> _Given entries_
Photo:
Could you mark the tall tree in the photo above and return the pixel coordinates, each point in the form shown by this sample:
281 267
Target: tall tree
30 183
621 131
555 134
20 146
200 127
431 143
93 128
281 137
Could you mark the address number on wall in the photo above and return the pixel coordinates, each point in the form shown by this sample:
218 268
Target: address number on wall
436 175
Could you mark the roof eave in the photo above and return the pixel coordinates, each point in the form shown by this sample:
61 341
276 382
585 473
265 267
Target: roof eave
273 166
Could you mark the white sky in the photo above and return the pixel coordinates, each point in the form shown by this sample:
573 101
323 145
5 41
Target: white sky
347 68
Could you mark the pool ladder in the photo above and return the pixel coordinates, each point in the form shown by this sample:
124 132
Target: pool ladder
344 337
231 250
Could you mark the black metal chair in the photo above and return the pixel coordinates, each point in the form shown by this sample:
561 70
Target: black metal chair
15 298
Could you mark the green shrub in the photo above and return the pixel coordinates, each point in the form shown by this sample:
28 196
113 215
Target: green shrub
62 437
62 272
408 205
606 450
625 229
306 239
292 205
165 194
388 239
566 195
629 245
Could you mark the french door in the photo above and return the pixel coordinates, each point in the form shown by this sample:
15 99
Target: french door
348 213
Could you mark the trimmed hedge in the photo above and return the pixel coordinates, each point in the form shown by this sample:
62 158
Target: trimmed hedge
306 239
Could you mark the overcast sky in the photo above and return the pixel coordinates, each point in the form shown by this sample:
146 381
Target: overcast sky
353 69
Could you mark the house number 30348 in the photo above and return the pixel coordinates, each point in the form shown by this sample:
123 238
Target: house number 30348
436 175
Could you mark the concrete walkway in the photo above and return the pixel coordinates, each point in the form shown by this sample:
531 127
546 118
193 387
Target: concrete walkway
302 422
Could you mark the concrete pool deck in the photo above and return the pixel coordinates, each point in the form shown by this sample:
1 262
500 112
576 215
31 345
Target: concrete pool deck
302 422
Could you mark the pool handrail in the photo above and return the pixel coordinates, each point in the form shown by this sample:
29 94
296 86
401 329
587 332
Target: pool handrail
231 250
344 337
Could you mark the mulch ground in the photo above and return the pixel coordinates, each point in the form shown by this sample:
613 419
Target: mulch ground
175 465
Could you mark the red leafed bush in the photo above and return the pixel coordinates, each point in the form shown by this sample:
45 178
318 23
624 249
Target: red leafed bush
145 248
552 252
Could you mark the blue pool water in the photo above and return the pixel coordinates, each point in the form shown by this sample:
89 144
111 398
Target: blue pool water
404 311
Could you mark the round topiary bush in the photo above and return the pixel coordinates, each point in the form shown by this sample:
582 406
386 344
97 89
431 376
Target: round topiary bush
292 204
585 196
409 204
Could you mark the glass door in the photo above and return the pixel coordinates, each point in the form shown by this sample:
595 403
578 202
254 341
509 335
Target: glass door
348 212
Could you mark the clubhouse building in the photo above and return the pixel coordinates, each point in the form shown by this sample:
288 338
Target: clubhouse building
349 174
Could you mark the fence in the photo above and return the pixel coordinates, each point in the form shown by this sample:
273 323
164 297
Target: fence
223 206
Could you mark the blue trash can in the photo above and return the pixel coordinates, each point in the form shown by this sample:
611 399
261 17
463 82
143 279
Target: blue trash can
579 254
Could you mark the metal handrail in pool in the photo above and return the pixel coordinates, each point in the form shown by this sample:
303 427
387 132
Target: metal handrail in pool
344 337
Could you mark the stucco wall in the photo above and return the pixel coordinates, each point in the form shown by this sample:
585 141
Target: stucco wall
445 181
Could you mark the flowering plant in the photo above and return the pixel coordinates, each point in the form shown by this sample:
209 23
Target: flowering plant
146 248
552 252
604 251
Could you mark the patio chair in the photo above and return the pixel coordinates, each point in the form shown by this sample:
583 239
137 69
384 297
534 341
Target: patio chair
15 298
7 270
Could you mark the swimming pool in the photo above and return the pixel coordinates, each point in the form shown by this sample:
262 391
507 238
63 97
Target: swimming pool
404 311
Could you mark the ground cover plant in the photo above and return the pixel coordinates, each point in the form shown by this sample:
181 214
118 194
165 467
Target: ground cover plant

> _Description of the task_
Turn all of the lines above into a JSON list of strings, one string per line, with blank lines left out.

> _Solution below_
[
  "Photo:",
  "Could you mark the tall tree in the photo above and return the pixel coordinates, each point in the form shown by this sample:",
  "281 267",
  "Target: tall tree",
  "30 183",
  "621 131",
  "555 134",
  "20 146",
  "200 127",
  "431 143",
  "93 128",
  "281 137",
  "Could you mark the address number on wall in the photo above and return the pixel coordinates, each point in the form shown by this sample:",
  "218 268",
  "Target: address number on wall",
  "436 175",
  "Could you mark the roof eave in the photo above and return the pixel coordinates, each point in the form shown by this sample:",
  "61 341",
  "276 382",
  "585 473",
  "265 267",
  "Target: roof eave",
  "273 166",
  "Could you mark the white sky in the photo above and return the pixel coordinates, each point in the form shown by this sample:",
  "573 101",
  "323 145",
  "5 41",
  "Target: white sky",
  "347 68",
  "Could you mark the pool ladder in the photo above and return the pixel coordinates, each point in the form shown by this sample:",
  "124 132",
  "Target: pool ladder",
  "344 337",
  "231 250",
  "Could you mark the black metal chair in the photo above and return the pixel coordinates, each point in the form shown by this sample:",
  "561 70",
  "Target: black metal chair",
  "15 298",
  "Could you mark the green shrub in the photo above and return the pixel coordinates, each point in the form shown by this sample:",
  "28 196",
  "113 215",
  "Target: green shrub",
  "62 437",
  "62 272",
  "408 205",
  "606 450",
  "625 229",
  "306 239",
  "292 205",
  "165 194",
  "388 239",
  "566 195",
  "629 245",
  "Could you mark the french door in the photo above and return the pixel coordinates, each point in the form shown by this sample:",
  "15 99",
  "Target: french door",
  "348 213",
  "Could you mark the trimmed hedge in the photo above and return the pixel coordinates, each point in the form shown by this sample:",
  "62 158",
  "Target: trimmed hedge",
  "306 239",
  "Could you mark the overcast sky in the photo above and return the pixel coordinates, each point in the form shown by this sample:",
  "146 381",
  "Target: overcast sky",
  "353 69",
  "Could you mark the house number 30348 in the photo above and return the pixel coordinates, each point in the form shown by this sample:",
  "123 238",
  "Target: house number 30348",
  "436 175",
  "Could you mark the concrete walkway in the photo above and return the pixel coordinates, each point in the form shown by this sample:",
  "531 127",
  "546 118",
  "193 387",
  "Target: concrete walkway",
  "302 422",
  "Could you mark the concrete pool deck in the photo above and return the pixel coordinates, each point in the form shown by this sample:",
  "1 262",
  "500 112",
  "576 215",
  "31 345",
  "Target: concrete pool deck",
  "302 422",
  "Could you mark the pool handrail in the photo above and return the pixel coordinates, each point in the form shown by this sample:",
  "29 94",
  "296 86",
  "401 329",
  "587 332",
  "Target: pool handrail",
  "231 250",
  "344 337",
  "Could you mark the mulch ground in the photo above and return the pixel coordinates, each point in the form shown by this sample:",
  "613 419",
  "Target: mulch ground",
  "175 465",
  "Could you mark the red leafed bush in the photo above and return the pixel coordinates, each point in the form shown by this sample:",
  "45 178",
  "318 23",
  "624 249",
  "Target: red leafed bush",
  "145 248",
  "552 252",
  "Could you mark the blue pool water in the photo above and return the pixel coordinates, each point in the form shown by this sample:",
  "89 144",
  "111 398",
  "Target: blue pool water",
  "404 311",
  "Could you mark the round topiary bush in the photo above and return the pixel coordinates, each point in the form shown by this sample:",
  "582 406",
  "386 344",
  "97 89",
  "431 376",
  "Target: round topiary bush",
  "292 204",
  "585 196",
  "409 204",
  "Could you mark the glass door in the photo above and return the pixel coordinates, each point in the form shown by this sample:",
  "595 403",
  "578 202",
  "254 341",
  "509 335",
  "Target: glass door",
  "348 212",
  "Could you mark the clubhouse building in the photo above and return the pixel coordinates, each point in the form shown by this sample:",
  "288 338",
  "Target: clubhouse building",
  "349 174",
  "Could you mark the fence in the photo above and return the pixel coordinates, each point in the form shown by this sample:",
  "273 323",
  "164 297",
  "Target: fence",
  "223 206",
  "Could you mark the blue trash can in the photo above and return the pixel coordinates, each point in the form shown by this sample:",
  "611 399",
  "261 17",
  "463 82",
  "143 279",
  "Target: blue trash can",
  "579 254",
  "Could you mark the metal handrail in pool in the photo above and return the pixel coordinates, each point in the form shown by this sample:",
  "303 427",
  "387 132",
  "Target: metal handrail in pool",
  "344 337",
  "Could you mark the stucco wall in the photo above and return the pixel coordinates, each point in the form shown by this sample:",
  "585 141",
  "Target: stucco wall",
  "445 181",
  "Could you mark the flowering plant in the photo above and return the pixel coordinates, each point in the form shown by this sample:",
  "209 23",
  "Target: flowering plant",
  "146 248",
  "552 252",
  "604 251",
  "Could you mark the patio chair in the photo above and return the pixel coordinates, each point in the form shown by this sample:",
  "583 239",
  "137 69",
  "384 297",
  "534 341",
  "Target: patio chair",
  "15 298",
  "7 270",
  "Could you mark the swimming pool in the photo above and return the pixel coordinates, each point in the form shown by this sample:",
  "262 391",
  "507 238",
  "63 97",
  "Target: swimming pool",
  "404 311",
  "Could you mark the ground cover plant in the photo above and return the pixel coordinates, each point in the form shown by this sample:",
  "181 214",
  "118 194",
  "165 467",
  "Target: ground cover plant"
]